## EXERCISE BRIEF
Copy each line that includes the string "window" from the material into your answer.

## PROVIDED RECORDS
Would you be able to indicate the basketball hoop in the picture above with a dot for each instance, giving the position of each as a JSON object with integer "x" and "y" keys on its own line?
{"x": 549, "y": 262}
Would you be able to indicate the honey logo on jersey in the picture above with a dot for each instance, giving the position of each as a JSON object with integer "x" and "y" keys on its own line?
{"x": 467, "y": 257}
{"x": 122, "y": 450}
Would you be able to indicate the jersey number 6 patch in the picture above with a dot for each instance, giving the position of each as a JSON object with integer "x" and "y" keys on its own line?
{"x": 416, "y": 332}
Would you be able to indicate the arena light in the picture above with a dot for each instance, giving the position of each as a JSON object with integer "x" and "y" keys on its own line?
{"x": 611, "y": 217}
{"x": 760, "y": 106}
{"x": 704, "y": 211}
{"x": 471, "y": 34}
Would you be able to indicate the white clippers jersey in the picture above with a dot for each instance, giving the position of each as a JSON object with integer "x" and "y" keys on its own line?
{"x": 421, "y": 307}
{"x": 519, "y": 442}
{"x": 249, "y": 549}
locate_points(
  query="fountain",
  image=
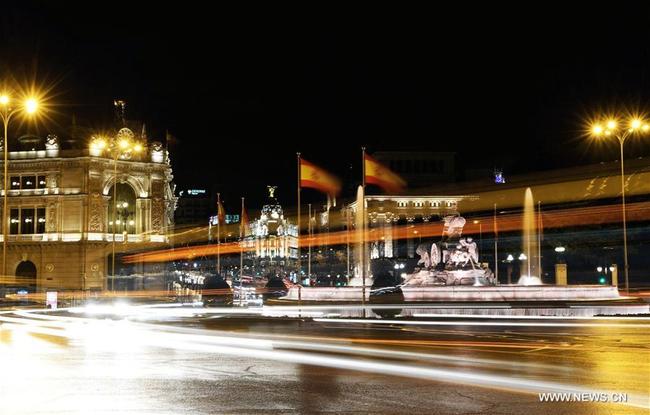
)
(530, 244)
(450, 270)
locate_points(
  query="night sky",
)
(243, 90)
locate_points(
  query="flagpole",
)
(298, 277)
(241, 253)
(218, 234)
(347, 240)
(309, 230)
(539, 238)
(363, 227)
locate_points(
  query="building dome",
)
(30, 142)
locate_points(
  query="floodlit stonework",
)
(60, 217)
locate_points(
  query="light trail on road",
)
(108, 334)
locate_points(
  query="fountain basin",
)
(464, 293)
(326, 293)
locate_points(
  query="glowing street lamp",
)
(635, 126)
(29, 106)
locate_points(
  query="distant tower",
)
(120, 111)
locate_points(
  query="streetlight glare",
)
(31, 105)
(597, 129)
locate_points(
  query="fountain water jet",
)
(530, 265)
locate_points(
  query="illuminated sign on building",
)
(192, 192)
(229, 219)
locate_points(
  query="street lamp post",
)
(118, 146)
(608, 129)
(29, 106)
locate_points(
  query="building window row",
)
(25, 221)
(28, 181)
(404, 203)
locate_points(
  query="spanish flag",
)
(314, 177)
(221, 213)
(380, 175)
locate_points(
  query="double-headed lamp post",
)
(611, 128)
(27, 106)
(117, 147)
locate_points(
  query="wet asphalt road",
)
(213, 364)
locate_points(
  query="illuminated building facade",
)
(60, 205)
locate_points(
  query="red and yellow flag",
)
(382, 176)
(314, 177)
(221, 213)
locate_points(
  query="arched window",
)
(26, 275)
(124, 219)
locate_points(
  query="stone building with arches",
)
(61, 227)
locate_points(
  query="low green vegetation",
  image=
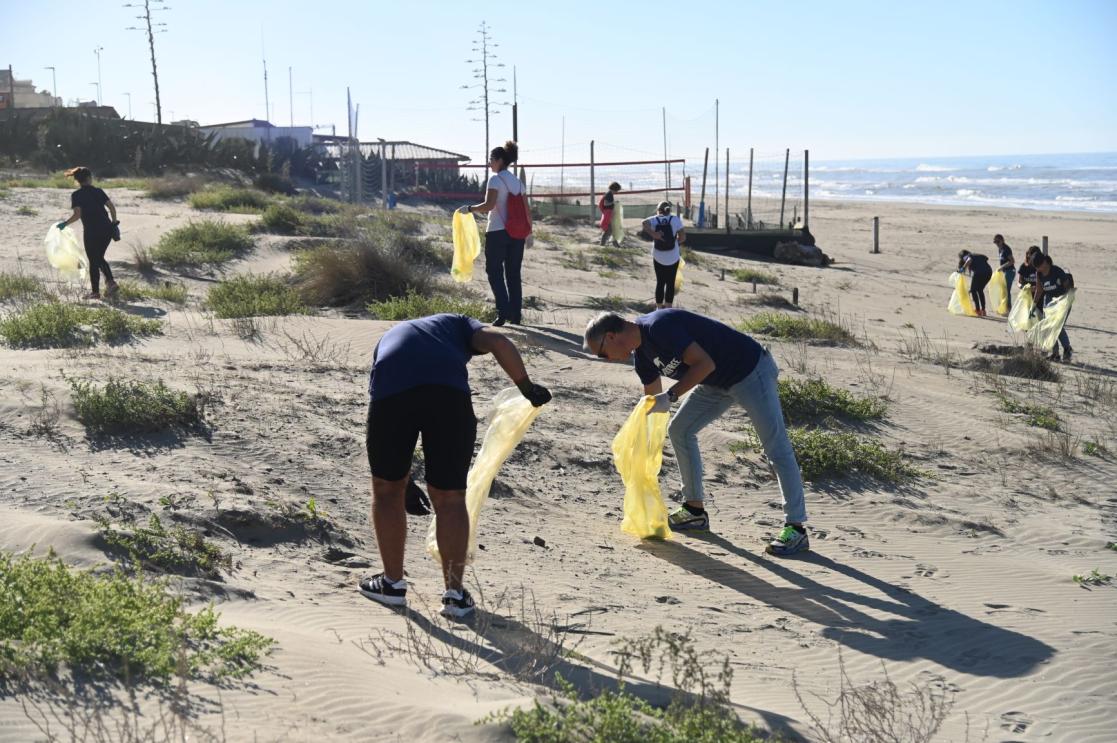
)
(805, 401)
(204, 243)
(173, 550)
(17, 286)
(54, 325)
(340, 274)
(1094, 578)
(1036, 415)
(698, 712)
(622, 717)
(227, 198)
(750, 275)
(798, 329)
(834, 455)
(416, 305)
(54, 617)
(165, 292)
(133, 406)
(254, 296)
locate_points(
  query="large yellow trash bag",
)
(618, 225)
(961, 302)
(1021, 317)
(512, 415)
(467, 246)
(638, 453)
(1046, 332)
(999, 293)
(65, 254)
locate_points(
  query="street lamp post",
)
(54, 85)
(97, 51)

## ANSWER SECTION
  query="building window row",
  query="arched window",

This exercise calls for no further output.